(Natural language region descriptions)
····················

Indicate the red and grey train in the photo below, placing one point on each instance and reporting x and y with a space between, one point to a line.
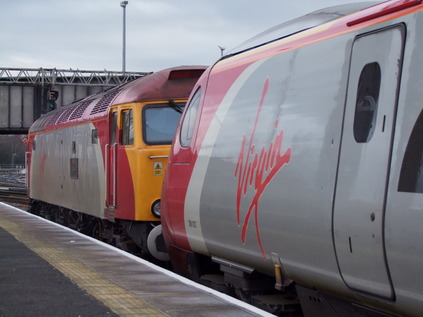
97 164
297 165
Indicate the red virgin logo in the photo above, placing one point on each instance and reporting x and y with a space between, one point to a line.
256 169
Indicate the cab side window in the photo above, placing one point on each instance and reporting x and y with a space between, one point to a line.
367 103
127 127
411 177
188 123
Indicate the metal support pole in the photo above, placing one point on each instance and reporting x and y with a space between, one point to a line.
123 4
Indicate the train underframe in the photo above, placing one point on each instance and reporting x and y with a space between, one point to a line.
238 281
127 235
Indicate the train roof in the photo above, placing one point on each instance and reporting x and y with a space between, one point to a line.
300 24
168 84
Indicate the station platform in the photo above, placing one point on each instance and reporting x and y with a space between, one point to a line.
50 270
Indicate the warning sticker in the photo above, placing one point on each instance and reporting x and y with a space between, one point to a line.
158 167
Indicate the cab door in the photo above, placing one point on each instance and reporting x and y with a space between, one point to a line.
111 164
364 163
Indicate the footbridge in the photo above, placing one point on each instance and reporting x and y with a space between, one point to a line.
25 94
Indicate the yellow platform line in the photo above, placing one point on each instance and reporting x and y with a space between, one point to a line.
115 297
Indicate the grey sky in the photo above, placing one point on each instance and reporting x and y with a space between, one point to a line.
87 34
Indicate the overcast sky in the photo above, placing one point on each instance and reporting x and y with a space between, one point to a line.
87 34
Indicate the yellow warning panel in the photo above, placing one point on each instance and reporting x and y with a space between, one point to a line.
158 168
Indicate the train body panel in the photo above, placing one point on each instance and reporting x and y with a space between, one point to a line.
59 157
304 154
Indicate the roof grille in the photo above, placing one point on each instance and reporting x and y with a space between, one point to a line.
65 114
103 104
80 109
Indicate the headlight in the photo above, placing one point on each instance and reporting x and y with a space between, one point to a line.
155 208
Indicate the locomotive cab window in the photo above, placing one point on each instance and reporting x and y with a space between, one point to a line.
188 123
127 127
160 122
367 103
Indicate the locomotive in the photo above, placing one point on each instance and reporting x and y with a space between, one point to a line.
97 164
295 173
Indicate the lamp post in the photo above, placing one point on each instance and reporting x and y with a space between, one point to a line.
123 5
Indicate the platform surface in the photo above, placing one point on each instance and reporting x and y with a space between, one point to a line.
48 270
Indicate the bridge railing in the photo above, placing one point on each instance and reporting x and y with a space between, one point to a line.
53 76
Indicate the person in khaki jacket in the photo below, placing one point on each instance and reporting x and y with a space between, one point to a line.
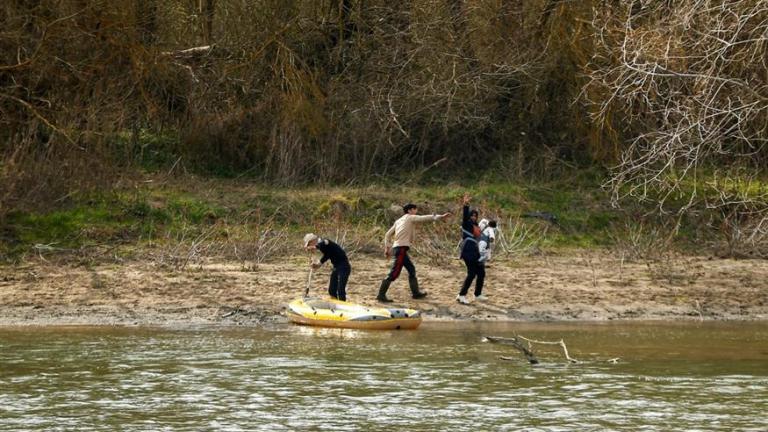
404 233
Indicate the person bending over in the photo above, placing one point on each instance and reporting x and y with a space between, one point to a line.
337 287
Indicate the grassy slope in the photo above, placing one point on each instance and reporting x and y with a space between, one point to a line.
165 212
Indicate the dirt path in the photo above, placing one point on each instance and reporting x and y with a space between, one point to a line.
560 287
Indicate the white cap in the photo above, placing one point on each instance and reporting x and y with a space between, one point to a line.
490 232
483 224
308 238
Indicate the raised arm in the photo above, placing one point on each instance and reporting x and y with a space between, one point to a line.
465 209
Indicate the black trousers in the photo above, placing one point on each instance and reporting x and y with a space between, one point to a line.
337 287
475 269
401 259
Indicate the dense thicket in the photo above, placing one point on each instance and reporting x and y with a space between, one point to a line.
330 90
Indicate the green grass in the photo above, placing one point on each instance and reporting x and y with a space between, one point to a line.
188 207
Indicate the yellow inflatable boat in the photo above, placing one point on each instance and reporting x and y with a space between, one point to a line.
335 313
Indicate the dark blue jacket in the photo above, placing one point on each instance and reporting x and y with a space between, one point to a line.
469 249
332 251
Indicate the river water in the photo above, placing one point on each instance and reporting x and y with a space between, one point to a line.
669 377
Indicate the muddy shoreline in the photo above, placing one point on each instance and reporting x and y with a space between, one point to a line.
565 287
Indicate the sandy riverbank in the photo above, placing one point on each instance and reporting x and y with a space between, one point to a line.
573 286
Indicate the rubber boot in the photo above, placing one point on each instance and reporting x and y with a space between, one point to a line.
382 297
415 293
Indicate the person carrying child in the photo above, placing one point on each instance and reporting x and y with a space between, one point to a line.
470 252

····················

▶ [What the task requires] Repeat the records in full, exactly as they appear, without the pictures.

▶ [Exercise result]
Indicate the red and grey train in the photo below, placing one point on each instance and reporting x and y with a space between, one point to a line.
97 164
297 165
Indicate the red virgin logo in the photo above, placing one point on each instance and reporting x and y with a space between, one point to a line.
256 169
Indicate the cab side window in the photo above, placing one point on each instance and reporting x and y with a space between, one point to a line.
367 103
127 127
411 177
188 123
Indicate the metal support pole in the photo above, placing one point on each instance and reporting x and y with a space between, one point to a line.
123 4
Indicate the train underframe in the photo above, placing one point on each instance and reporting x and y with a space between, one point to a line.
238 281
127 235
Indicate the train roof in the photo above, placing one point on each instance and reporting x and y with a space between, one point to a line.
300 24
168 84
Indicate the station platform in the photo above, placing one point on each instance and reporting x and y with a space between, one point to a line.
50 270
Indicate the warning sticker in the photo above, placing one point on each instance and reporting x and y with a space between, one point to a line.
158 167
Indicate the cab door in the photo above, placing one point on each instance and reporting x and y with a space between, one point to a line.
111 164
364 163
Indicate the footbridge in the photo above, placing one point on each instance and reporting x and y with a space between, one point to a line.
25 94
Indicate the yellow platform line in the photo above, placing one point on each instance and reporting x and y with a space between, one point to a line.
115 297
Indicate the grey sky in the photo above, placing one point on each instance and reporting x and y with a space between, one point to a line.
87 34
Indicate the overcast sky in the photo above, placing one point on each instance and reporting x and y with a space between, one point to a line.
87 34
Indicate the yellow warning panel in the photo above, placing one point on each instance and reporting x and y with a space between, one point to a line.
158 168
Indicate the train body panel in the photo above, placing one point on each instance and reporting x and y with a space between, one point to a line.
59 157
304 154
Indicate the roof grille in the photo above, placing one point on each instance and reporting x and y with a space between, one point to a line.
65 114
103 104
80 109
Indicate the headlight in the photo above, placing one point on each instance and reporting x and y with a space between, one point to a line.
155 208
Indicate the locomotive cab window in the photo above, placing one point on each instance and reporting x and y with a space between, one point to a line.
188 123
127 127
160 122
367 103
Indicate the locomotive in the photo above, placing one point on each instance and reporting x and y with a space between, one point to a line.
97 164
295 173
Indicate the lamp post in the photo above, placing one point on each instance and reporting x and y with a space between, one point to a line.
123 5
Indicate the platform surface in the photo above, placing one point on each instance and reporting x and y with a space between, one point to a line.
48 270
Indicate the bridge railing in the photo above, placing one point on each instance and reporting x and y with a space between, one point to a line.
53 76
Indicate the person in khaki jacket in the photo below, placing one point on each instance and reporting x and y with a space between, one point to a line.
404 233
Indicate the person bending over in the photo above, placing one point on each instance and reporting x and y with a space between, one point to a line.
337 287
Indicate the grassy slope in the photo above, placing one point on each instance and reporting x and y with a space between, one point to a line.
165 212
Indicate the dirt path in the photo above, placing one point on each instance and reporting x and y with a space between, one point to a line.
560 287
Indicate the white cap in the photo above, placing one point on each instance and reporting x and y with a space between, one point to a line.
490 232
483 224
308 238
Indicate the raised arm in the photo above, placing one point on each instance and reporting x and y with a space between, one point to a line.
465 209
Indicate the black trousers in the photo above, placing one point on each instance and reporting x and y with a space between, one point to a line.
337 287
475 269
401 259
Indicate the dense thicket in the photo above, placing one point on each instance and reporting x and y with a space between, one point to a line.
330 90
Indicate the green grass in the photo above, placing one point on each instance and reporting x and y with a space between, one point to a line.
188 207
Indicate the yellow inflatable boat in the photo above, placing one point on each instance and reporting x and y with a space between, one point to a line.
335 313
Indicate the dark blue jacket in the photo above, placing one point on each instance and reporting x and y with a space between, one point to a line.
469 249
332 251
Indicate the river water in the photo above, placing one point on each instance and reporting x and y with a space between, one point to a line.
669 377
Indicate the muddy shoreline in the photo above, placing one point on each instance and reporting x and y with a space between, one point to a line.
565 287
Indicate the sandy riverbank in the photo above, placing one point on each instance and reporting x and y with a space between, one point to a line.
573 286
Indicate the rubber boot in the photo above, placing one point on each instance and reporting x and y with a space between, one point to a line.
382 297
415 293
Indicate the person carrying child in the photo above, placing one point on each instance and reporting x and y with a space between, one point to a line.
470 252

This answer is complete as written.